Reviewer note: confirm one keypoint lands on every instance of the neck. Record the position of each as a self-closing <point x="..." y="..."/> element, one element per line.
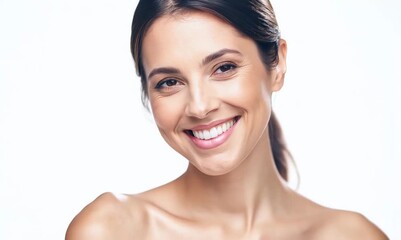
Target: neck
<point x="253" y="190"/>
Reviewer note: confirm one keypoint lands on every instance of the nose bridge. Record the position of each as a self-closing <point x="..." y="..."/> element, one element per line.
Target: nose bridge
<point x="200" y="100"/>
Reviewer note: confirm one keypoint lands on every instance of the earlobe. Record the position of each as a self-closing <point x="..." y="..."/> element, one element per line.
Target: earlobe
<point x="281" y="67"/>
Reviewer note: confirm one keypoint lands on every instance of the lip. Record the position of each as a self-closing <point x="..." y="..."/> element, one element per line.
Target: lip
<point x="212" y="124"/>
<point x="213" y="142"/>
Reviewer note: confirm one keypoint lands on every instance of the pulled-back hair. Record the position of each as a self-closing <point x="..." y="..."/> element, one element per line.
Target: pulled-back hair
<point x="253" y="18"/>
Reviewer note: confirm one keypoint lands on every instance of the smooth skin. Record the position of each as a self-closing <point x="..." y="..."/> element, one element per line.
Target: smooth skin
<point x="201" y="71"/>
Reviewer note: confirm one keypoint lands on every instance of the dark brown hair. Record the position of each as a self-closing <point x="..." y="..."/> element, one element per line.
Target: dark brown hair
<point x="253" y="18"/>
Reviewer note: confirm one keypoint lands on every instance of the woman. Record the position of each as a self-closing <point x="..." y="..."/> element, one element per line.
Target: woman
<point x="208" y="70"/>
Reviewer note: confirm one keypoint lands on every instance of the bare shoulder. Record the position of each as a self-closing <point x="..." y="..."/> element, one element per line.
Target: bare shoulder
<point x="110" y="216"/>
<point x="340" y="224"/>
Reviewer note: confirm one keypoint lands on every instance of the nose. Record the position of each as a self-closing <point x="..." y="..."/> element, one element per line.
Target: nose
<point x="202" y="100"/>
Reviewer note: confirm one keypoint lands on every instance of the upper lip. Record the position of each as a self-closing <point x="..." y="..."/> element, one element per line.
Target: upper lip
<point x="211" y="124"/>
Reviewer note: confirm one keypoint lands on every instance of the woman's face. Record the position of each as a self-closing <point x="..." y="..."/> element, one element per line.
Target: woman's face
<point x="208" y="89"/>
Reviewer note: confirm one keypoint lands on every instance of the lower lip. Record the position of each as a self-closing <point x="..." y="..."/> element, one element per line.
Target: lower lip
<point x="213" y="142"/>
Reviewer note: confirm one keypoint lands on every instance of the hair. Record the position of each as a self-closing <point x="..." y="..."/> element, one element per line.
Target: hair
<point x="253" y="18"/>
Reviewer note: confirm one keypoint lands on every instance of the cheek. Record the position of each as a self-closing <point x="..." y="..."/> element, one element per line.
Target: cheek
<point x="166" y="112"/>
<point x="248" y="91"/>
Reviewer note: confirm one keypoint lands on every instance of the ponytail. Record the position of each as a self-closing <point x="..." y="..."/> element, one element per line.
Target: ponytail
<point x="281" y="155"/>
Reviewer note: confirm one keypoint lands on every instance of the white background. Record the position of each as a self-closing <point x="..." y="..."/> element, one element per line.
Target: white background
<point x="72" y="125"/>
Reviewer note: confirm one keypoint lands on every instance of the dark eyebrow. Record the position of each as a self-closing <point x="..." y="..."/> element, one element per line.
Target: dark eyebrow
<point x="218" y="54"/>
<point x="165" y="70"/>
<point x="206" y="60"/>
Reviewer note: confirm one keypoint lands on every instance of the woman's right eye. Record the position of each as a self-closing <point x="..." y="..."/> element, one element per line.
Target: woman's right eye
<point x="166" y="83"/>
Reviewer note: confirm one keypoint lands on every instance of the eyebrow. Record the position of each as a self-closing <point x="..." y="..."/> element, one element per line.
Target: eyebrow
<point x="206" y="60"/>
########
Task requirements ::
Set down, exactly and in full, the lines from the one containing "the dark eyebrow." through the end of the entries; no other line belongs.

Output for this task ::
Reviewer note: confirm one keypoint lands on every instance of the dark eyebrow. Record the position of each as a self-closing <point x="..." y="..."/> element, one element per line.
Target: dark eyebrow
<point x="218" y="54"/>
<point x="165" y="70"/>
<point x="206" y="60"/>
Reviewer note: confirm one keypoint lands on every instance of the woman's right eye. Record the position of each as a self-closing <point x="..." y="..."/> element, one element per line.
Target: woman's right eye
<point x="166" y="83"/>
Reviewer note: confirm one keypoint lands on every instance of the eyebrow. Record the position of each as a self-closing <point x="..." y="..."/> element, one element per line.
Target: eyebrow
<point x="206" y="60"/>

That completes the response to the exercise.